§ **TASK BRIEF**
Show, from the records below, all lines that contain the word "wave".

══ PROVIDED INFORMATION

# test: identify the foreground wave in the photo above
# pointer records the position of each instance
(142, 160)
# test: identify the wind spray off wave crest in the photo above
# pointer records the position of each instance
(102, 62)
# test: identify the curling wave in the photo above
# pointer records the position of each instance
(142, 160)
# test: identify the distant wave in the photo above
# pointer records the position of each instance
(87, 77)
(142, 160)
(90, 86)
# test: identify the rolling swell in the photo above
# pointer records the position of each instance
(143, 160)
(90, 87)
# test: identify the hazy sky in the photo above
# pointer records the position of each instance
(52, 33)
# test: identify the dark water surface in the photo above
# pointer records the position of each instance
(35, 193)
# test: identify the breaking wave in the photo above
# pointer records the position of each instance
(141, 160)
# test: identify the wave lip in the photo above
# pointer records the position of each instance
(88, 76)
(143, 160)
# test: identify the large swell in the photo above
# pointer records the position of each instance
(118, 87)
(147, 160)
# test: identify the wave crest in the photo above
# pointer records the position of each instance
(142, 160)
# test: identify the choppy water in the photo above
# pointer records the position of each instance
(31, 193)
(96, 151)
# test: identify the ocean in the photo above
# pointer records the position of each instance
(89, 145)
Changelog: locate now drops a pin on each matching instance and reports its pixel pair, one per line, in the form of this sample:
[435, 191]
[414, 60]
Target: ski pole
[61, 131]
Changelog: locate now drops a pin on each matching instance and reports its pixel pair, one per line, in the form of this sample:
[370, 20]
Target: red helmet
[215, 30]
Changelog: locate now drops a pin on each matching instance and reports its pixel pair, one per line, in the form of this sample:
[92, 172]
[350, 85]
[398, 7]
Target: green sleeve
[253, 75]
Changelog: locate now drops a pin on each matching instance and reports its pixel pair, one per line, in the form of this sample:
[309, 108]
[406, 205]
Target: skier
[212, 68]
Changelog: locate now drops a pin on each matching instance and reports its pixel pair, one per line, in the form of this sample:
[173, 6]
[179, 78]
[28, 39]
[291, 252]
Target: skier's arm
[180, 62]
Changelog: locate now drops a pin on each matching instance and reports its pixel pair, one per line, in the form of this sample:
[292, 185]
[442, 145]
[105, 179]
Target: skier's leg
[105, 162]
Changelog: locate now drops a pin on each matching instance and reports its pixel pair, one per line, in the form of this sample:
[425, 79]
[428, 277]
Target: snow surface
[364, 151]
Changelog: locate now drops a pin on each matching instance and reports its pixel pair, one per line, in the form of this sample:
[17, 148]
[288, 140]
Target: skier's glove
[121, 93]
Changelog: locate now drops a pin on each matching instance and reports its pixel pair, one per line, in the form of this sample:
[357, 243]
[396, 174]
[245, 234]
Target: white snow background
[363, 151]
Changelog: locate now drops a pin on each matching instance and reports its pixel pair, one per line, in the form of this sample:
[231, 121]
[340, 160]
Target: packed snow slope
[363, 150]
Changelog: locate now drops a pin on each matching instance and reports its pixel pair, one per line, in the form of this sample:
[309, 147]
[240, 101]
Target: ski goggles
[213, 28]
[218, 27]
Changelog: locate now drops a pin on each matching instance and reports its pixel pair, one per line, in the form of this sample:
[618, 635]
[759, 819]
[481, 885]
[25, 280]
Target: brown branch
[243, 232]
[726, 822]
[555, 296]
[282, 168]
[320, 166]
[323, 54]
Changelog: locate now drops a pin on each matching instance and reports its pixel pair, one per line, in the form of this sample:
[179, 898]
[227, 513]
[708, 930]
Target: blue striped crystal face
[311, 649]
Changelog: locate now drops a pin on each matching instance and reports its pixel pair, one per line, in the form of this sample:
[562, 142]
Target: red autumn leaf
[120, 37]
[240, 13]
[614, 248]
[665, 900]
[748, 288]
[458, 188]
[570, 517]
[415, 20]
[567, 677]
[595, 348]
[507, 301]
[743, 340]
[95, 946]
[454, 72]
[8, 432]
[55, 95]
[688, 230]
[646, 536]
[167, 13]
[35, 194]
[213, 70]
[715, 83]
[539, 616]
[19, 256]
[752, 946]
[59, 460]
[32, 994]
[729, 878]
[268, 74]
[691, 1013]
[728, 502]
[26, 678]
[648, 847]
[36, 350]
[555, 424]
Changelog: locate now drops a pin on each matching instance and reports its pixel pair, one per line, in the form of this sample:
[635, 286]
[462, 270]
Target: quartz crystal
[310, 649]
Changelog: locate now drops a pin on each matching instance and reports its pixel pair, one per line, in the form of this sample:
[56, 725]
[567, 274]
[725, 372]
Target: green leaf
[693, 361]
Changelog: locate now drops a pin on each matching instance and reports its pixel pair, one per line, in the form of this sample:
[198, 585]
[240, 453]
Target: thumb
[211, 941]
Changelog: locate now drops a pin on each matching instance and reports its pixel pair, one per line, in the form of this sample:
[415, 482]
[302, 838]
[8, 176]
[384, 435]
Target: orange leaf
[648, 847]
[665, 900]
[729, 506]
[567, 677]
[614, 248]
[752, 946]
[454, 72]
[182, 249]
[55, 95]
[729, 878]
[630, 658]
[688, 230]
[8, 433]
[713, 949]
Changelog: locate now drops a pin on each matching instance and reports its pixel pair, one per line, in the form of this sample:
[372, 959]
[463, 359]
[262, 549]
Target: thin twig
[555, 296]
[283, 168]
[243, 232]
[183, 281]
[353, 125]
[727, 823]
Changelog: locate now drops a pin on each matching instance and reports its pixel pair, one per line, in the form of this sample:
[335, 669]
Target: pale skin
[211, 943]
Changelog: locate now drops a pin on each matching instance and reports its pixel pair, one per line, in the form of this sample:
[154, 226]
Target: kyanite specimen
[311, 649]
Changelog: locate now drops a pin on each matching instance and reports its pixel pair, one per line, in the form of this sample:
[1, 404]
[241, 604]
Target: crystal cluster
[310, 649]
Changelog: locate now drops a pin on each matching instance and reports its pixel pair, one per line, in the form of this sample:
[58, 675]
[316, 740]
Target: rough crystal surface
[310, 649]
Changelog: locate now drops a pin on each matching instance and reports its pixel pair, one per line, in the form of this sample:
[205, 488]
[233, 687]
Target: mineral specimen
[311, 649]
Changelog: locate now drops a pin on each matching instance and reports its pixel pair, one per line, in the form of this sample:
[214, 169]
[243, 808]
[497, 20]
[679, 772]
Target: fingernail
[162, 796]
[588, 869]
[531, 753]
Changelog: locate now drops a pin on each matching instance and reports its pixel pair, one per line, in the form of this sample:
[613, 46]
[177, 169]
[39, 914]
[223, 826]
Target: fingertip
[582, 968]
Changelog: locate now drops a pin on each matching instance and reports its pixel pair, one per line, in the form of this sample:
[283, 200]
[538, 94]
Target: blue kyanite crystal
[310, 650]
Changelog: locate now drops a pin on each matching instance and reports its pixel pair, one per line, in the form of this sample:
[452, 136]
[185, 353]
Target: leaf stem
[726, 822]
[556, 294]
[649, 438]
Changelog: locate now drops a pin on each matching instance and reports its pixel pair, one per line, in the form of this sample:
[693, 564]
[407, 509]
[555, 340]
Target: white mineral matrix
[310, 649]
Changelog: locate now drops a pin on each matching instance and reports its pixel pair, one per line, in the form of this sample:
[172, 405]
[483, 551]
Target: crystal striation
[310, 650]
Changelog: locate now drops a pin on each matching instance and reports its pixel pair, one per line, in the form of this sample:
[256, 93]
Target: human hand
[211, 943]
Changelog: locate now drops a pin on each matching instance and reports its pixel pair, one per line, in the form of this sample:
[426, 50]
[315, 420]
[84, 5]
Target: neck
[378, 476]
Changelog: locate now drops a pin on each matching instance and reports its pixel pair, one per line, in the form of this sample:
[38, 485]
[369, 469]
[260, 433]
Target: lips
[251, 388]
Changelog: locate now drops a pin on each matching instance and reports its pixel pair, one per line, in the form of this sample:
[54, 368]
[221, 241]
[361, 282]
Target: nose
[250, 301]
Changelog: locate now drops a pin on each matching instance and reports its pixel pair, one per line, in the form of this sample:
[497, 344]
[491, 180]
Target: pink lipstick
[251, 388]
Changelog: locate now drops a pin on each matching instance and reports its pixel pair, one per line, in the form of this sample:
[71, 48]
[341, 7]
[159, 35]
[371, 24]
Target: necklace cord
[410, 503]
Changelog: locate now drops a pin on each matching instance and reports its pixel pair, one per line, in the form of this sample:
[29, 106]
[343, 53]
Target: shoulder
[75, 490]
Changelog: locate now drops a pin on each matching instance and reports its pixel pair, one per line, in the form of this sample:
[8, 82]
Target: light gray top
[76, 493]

════

§ **SOLUTION BELOW**
# test: identify the foreground wave in the photo above
# test: identify the wind spray off wave crest in the photo above
# test: identify the curling wave in the photo above
# test: identify the distant wave in the photo above
# test: identify the breaking wave in the photo above
# test: identify the wave lip in the photo above
# test: identify the wave crest in the photo above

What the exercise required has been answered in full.